▶ [本文抜粋]
+---+
森島寛晃が責任を痛感した監督の寝言とは。終了間際の失点で優勝を逃した「長居の悲劇」の衝撃 (5ページ目)

  • 佐藤俊●取材・文 text by Sato Shun
  • photo by Getty Images

 自分が決めていればチームは勝てたのではないか。

 森島がそう思うのには、セレッソの主軸としての責任感もあるが、それまで3回優勝を逃してきたなか、ある監督の言葉が胸に突き刺さっていたからだ。天皇杯での優勝を逸したあと、監督と食事をしたが、指揮官は疲れもあって、その場で寝てしまった。その際、監督が寝言で「モリシが入れておけばなぁ」とつぶやいた。それを聞いた森島は「やっぱり俺が入れておけばって思っていたんや」と思い、責任を痛感した。

 FC東京戦で西澤は結果を出したが、自分は得点をとれなかった。森島は、敗戦の責任と自分自身への悔しさを抱え、眠れない夜を過ごした。

(文中敬称略/つづく)

森島寛晃(もりしま・ひろあき)
+---+
▶ [記録抜粋]
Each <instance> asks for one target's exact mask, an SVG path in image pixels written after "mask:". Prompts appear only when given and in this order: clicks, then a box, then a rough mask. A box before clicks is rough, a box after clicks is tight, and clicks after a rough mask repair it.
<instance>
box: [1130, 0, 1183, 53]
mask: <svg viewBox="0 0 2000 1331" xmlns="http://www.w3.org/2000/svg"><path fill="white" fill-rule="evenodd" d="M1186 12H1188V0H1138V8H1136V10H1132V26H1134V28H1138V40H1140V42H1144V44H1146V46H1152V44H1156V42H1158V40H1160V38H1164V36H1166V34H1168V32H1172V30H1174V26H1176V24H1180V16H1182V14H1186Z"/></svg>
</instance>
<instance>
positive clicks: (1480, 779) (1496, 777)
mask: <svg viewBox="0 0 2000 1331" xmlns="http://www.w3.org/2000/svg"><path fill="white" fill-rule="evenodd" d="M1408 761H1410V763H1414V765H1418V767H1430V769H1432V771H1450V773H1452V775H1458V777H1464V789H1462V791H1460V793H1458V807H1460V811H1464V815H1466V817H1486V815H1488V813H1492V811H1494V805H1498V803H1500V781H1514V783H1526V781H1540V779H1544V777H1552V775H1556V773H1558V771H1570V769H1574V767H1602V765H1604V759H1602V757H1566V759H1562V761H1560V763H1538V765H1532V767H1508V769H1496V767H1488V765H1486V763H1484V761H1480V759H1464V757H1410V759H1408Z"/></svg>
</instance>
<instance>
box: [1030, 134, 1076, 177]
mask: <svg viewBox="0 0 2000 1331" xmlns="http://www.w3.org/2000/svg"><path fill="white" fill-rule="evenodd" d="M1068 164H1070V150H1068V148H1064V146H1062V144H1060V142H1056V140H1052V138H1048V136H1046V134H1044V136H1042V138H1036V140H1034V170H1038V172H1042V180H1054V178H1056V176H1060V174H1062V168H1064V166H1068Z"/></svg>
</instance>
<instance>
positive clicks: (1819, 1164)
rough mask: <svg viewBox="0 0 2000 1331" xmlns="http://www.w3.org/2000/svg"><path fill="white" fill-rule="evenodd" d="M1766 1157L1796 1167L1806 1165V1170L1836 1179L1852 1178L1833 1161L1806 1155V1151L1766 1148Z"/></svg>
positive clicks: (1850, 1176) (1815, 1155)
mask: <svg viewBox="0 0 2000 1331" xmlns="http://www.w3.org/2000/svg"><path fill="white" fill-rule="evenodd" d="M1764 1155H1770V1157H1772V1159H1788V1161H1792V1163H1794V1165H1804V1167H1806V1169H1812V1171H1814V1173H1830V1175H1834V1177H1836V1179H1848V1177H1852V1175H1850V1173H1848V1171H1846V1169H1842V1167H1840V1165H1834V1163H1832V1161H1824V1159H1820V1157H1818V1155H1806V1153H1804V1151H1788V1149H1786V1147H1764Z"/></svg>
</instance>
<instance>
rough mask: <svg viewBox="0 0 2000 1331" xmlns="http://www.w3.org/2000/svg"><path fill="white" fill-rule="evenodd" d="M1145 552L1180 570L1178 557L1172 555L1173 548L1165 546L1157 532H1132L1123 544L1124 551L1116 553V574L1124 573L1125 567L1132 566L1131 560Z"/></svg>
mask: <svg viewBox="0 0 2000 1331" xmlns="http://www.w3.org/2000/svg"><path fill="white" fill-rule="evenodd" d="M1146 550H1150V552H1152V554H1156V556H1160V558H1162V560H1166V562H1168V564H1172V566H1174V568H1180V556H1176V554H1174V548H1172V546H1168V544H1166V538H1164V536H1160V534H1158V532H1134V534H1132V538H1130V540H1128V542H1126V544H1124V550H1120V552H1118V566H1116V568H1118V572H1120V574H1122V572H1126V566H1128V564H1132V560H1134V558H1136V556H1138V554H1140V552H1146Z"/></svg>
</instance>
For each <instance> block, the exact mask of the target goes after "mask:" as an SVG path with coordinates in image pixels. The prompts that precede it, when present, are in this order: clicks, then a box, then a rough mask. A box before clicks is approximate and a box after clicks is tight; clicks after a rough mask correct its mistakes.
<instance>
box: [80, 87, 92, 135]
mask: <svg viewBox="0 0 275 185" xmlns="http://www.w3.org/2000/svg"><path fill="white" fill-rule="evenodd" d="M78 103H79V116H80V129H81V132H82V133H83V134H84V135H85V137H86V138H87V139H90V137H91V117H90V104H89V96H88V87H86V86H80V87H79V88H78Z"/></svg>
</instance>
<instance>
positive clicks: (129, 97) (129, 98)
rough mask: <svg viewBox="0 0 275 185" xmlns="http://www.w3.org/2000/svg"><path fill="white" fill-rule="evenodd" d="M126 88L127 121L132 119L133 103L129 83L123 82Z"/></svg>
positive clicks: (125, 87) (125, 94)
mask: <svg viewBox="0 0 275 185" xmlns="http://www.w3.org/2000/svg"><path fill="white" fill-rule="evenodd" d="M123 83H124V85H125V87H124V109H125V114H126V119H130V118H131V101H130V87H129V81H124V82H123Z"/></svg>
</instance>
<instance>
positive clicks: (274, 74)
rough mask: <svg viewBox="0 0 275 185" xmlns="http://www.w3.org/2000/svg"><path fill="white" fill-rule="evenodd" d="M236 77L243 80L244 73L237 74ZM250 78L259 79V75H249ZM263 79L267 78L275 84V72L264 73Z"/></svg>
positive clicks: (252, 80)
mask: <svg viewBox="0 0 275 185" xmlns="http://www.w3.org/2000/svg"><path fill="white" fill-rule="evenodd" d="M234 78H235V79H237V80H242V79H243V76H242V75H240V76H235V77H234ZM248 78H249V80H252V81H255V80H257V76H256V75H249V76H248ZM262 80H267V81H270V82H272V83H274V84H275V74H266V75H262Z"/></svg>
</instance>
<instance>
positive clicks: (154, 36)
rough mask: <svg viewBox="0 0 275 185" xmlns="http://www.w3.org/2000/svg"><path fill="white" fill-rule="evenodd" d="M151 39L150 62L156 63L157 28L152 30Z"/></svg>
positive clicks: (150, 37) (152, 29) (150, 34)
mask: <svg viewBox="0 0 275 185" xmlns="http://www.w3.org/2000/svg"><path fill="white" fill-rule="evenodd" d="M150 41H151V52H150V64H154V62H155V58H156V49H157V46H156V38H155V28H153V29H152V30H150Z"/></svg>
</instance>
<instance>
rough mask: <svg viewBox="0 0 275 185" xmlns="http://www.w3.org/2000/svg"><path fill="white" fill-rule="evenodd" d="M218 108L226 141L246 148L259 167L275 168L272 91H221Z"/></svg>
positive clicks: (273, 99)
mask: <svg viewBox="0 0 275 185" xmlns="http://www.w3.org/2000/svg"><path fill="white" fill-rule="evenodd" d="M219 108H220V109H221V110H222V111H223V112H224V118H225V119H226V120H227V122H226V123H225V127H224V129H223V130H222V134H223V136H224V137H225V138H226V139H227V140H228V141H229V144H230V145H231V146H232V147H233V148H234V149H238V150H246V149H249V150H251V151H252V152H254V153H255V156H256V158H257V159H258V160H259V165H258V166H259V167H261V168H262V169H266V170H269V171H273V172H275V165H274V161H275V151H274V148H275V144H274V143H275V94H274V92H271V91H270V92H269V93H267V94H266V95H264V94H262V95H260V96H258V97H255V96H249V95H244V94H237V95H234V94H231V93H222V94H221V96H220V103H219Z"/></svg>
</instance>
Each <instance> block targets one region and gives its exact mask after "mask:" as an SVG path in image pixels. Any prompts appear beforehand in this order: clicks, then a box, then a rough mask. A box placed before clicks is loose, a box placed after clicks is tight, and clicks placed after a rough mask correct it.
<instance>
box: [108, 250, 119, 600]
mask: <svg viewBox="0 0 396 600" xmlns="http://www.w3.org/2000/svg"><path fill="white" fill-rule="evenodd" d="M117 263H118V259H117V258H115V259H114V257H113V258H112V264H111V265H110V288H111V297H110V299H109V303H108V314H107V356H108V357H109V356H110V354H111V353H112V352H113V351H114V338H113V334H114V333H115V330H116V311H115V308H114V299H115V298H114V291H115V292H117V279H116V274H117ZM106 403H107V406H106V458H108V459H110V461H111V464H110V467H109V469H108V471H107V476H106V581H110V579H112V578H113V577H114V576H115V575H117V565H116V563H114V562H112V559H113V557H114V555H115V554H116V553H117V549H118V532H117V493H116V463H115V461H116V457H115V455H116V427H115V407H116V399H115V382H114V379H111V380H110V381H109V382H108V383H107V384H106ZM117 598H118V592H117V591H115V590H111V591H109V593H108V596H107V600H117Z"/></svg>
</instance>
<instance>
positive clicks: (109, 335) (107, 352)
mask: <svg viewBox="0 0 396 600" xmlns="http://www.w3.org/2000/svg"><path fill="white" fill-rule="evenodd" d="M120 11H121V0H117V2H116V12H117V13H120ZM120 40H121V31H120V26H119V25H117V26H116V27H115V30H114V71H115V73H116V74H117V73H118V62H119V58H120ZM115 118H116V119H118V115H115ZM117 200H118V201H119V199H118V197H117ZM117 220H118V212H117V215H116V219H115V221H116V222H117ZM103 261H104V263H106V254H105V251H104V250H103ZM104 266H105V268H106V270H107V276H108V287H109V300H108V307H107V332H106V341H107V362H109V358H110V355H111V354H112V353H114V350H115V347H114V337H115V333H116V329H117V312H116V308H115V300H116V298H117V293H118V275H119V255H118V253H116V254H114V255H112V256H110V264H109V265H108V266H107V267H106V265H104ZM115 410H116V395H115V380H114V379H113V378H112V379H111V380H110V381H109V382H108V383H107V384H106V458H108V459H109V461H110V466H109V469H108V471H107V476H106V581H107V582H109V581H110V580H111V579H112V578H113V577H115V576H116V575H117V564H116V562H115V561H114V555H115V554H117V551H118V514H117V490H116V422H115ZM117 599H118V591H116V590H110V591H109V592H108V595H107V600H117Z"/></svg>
+---+
▶ [作業指示 1]
本文のうち、「森島寛晃が責任を痛感した監督」を含む語句で始まり「(文中敬称略/つづく)」で終わる部分を、一字も変えずに書き写せ。
▶ [作業指示 2]
本文によると、天皇杯での優勝を逃したあとの食事の席で、監督は寝言で何とつぶやいたか。
▶ [作業指示 3]
森島寛晃についての本文を、最後の行の次から書き継げ。

▶ [解答欄 1]
森島寛晃が責任を痛感した監督の寝言とは。終了間際の失点で優勝を逃した「長居の悲劇」の衝撃 (5ページ目)

  • 佐藤俊●取材・文 text by Sato Shun
  • photo by Getty Images

 自分が決めていればチームは勝てたのではないか。

 森島がそう思うのには、セレッソの主軸としての責任感もあるが、それまで3回優勝を逃してきたなか、ある監督の言葉が胸に突き刺さっていたからだ。天皇杯での優勝を逸したあと、監督と食事をしたが、指揮官は疲れもあって、その場で寝てしまった。その際、監督が寝言で「モリシが入れておけばなぁ」とつぶやいた。それを聞いた森島は「やっぱり俺が入れておけばって思っていたんや」と思い、責任を痛感した。

 FC東京戦で西澤は結果を出したが、自分は得点をとれなかった。森島は、敗戦の責任と自分自身への悔しさを抱え、眠れない夜を過ごした。

(文中敬称略/つづく)

▶ [解答欄 2]
「モリシが入れておけばなぁ」とつぶやいた。

▶ [解答欄 3]
1972年4月30日生まれ。広島県出身。静岡県の名門、東海大学第一高校(現:東海大学付属静岡翔洋高校)から、1991年にヤンマーディーゼルサッカー部に入団。同チームが母体となったセレッソ大阪が1995年からJリーグに参入。1年目から二桁得点を決めるなど、チームにとって不可欠な存在となり、「ミスターセレッソ」「モリシ」の愛称でサポーターから親しまれた。日本代表として1998年、2002年ワールドカップ出場。チュニジア戦で得点を決めた。08年に現役を引退。その後、チームのアンバサダーや強化部を経て、2018年12月より株式会社セレッソ大阪代表取締役社長に就任した。